## CHALLENGE:
Render the records below as a two-column CSV with the headers "text" and "answer", one row for each written line and the answer that follows it. Put each value in a single quoted field, turn line breaks into spaces, and leave out the pictures.

— START OF ENTRIES —

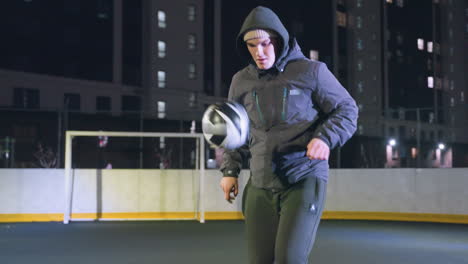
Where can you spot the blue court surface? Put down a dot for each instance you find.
(359, 242)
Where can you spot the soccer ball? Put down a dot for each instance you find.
(226, 125)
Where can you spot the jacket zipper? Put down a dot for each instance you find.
(285, 97)
(255, 97)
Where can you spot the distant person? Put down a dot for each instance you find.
(298, 112)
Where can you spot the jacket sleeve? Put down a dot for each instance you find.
(340, 109)
(233, 159)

— END OF ENTRIES —

## FINISHED ANSWER:
text,answer
"Where can you spot the blue court surface? Put down a dot for each instance you find.","(359, 242)"
"Where can you spot the soccer ball? Put down a dot for each instance you find.","(226, 125)"
"Where can you spot the jacket zipper? Put down a dot for each instance you find.","(285, 97) (255, 97)"
"Where can you spot the distant person? Put down a dot for each instance you find.","(298, 112)"
"Where can you spot the jacket sleeve? Put down a dot for each instance you find.","(340, 109) (233, 159)"